REQUIRED ACTION
Your task is to return all the entries below exactly, with every picture omitted.

━━━━━━━━━━

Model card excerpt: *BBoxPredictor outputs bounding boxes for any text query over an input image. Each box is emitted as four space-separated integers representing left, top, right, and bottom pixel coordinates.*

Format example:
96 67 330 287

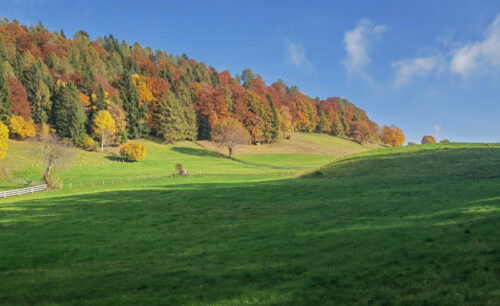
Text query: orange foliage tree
382 125 405 146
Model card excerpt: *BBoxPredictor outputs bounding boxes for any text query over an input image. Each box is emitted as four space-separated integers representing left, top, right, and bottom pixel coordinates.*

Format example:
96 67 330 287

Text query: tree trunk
43 166 51 184
228 146 233 158
101 131 104 152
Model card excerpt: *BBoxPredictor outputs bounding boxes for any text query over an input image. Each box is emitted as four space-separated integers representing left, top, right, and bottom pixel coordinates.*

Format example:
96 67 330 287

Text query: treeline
0 18 392 147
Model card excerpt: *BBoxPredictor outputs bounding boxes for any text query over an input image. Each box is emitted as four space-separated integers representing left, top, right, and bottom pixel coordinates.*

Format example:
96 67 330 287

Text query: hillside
0 18 383 151
1 143 499 304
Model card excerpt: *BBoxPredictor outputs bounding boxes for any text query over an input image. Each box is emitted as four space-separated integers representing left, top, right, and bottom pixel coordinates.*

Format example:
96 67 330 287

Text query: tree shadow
104 155 129 162
171 147 221 158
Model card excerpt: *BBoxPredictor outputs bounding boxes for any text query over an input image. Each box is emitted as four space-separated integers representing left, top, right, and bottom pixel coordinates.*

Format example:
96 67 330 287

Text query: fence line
0 184 47 198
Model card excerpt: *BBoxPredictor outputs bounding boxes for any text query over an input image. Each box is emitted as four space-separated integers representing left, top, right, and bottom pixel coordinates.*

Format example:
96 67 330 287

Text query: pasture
0 141 499 304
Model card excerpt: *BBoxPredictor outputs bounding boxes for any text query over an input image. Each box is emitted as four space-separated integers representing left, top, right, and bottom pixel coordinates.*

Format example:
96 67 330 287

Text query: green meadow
1 139 500 304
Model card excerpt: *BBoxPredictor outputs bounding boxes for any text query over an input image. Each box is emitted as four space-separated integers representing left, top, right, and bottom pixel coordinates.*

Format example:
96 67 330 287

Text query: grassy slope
1 143 500 304
200 132 381 167
1 139 294 190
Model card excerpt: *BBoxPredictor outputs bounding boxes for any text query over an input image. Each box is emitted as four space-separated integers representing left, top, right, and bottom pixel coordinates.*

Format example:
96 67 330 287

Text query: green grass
1 143 500 304
236 153 336 168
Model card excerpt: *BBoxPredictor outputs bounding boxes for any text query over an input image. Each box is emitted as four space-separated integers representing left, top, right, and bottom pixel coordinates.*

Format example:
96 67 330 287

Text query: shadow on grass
104 155 130 162
2 145 500 304
171 146 221 158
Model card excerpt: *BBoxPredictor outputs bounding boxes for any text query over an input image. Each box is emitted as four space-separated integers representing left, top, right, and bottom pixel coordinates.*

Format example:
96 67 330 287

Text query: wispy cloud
450 13 500 75
343 19 387 73
286 41 314 71
392 53 444 87
434 124 442 139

━━━━━━━━━━

RESULT FOR THIS TASK
Model card excerpt: *BBoxPredictor outputs bounding boxes for any text query over an input image. Each box is emitted as four space-separated integers representing left, top, right, and bottom pixel coordinates.*

Format example:
96 67 330 287

Text query: orange foliage tree
382 125 405 146
Model card excerpt: *BBoxPredictor outputs bounding boxes for any text query over an input image. Each box is emitted as four space-separated integers representing left, top, right, and bottom pixel coordinates.*

Format example:
96 67 330 287

Text query: tree trunk
43 166 51 184
228 146 233 158
101 131 104 152
Model card excerpt: *BBoxPredictor outputs bounding boxes for any text query over an input image. Each box is emitted as four space-separated integers representing left, top, right, and bottom pixel coordinates.*

Format example:
96 67 330 287

Text query: treeline
0 18 392 147
Model card excerpt: *BBoxPredictor outputs bounding boxes for any text query over an input image. Each box is emitted as four space-separated integers representing left, top, right, and bottom pixel coordinates.*

Format example:
96 67 330 287

Text query: hillside
0 18 383 151
1 143 499 304
Model card excerpt: *BBoxPredictor outputs bounding boxes for any text query over an input image. Each box is emitted as four space-separated integers representing left, top, right, and bottom pixel coordinates.*

Format example:
96 67 330 287

Text query: tree shadow
104 155 129 162
171 147 221 158
Model card excerpt: *BBoxPredictor outputs bounding boxes for any text query over an input image. Each box is emitted as four space-separated integers representing left, top, right, and bottom pixel coordinates.*

Format example:
96 67 330 287

Text query: fence line
0 184 47 198
Model card excerpt: *BBoxPredictor outputs bounding boxes for any text query over an input image. Each box is emitted as four space-separated integers representing left, top, right, and bottom pixel coordinates.*

Format example:
96 67 330 287

Text query: pasture
0 141 499 304
Model card excerpt: *BBoxPredictor outputs bounding boxes for any text query over an input image. Each box is emitted as four space-separated integers representing left, top, right, and bottom pixel coordinates.*

Format example:
96 67 330 287

Text query: green meadow
1 139 500 304
Model card excerpt: *BBoxPredictor outputs bounding boxes for any text query over an input image. Each box is emitted as four space-separated integers representing left, top, right, and bottom pixel coordinates.*

Format example:
96 67 330 287

Text query: grassy slope
1 143 500 304
200 132 381 167
1 139 294 190
Model card excerpt: *BBoxPredictor outputs bounding boxes for any text query over an input image. Each box is emitted as four space-separated integers representing left, top, right, and bottom pixel coordinates.*

Format example:
96 67 330 287

Text query: green grass
1 143 500 304
236 153 336 168
Model card excerpt: *BBoxPredictor outputs bounding boxes for any text query over an input image. Each box is emitted as four space-separated integers representing left, top, right, and bottom pixel coordinates.*

Format example:
96 67 330 287

Text query: shadow on grass
104 155 130 162
2 145 500 304
171 146 221 158
Model card excerpt: *BBoxPredictor outputs bounding boxes for any text query over an input image. Each box is emitted as four space-separated integers representing left, top, right, and bottom pixel coordinates.*

Format example:
96 67 330 287

Text query: wispy cloud
450 13 500 75
343 19 387 73
286 41 314 71
392 53 444 87
434 124 442 139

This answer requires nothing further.